**Exercise requirements**
In the account of Edson's return to Lunga Point below, transcribe the passage from "After Edson’s return" to "confusion, and bombardment.".

After Edson’s return to Lunga Point, we held a long and detailed discussion with him in our D-3 (operation) section of the division staff. It seemed apparent that Kawaguchi was moving his forces inland and not along the coast as Ichiki had done. This could bring him opposite the weakly defended and highly vulnerable southern approach to the airfield, which was where an attack would be most dangerous to us. We again sought the general’s permission to turn the position around and face to the south, the direction of greatest danger. Vandegrift not only refused but also informed us that he was moving the 1st Marine Division command post to a spot south of the field, where it could operate more effectively than in its present location in the center of the Henderson Field bull’seye with all its dust, noise, confusion, and bombardment.

**Dataset content**
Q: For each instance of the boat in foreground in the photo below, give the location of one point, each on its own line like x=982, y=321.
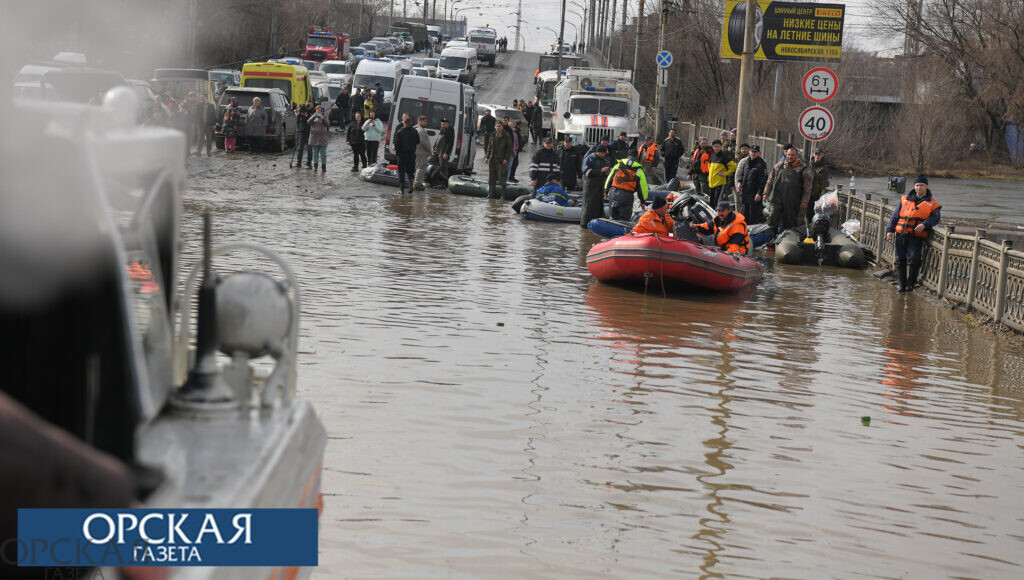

**Finished task**
After Edson’s return to Lunga Point, we held a long and detailed discussion with him in our D-3 (operation) section of the division staff. It seemed apparent that Kawaguchi was moving his forces inland and not along the coast as Ichiki had done. This could bring him opposite the weakly defended and highly vulnerable southern approach to the airfield, which was where an attack would be most dangerous to us. We again sought the general’s permission to turn the position around and face to the south, the direction of greatest danger. Vandegrift not only refused but also informed us that he was moving the 1st Marine Division command post to a spot south of the field, where it could operate more effectively than in its present location in the center of the Henderson Field bull’seye with all its dust, noise, confusion, and bombardment.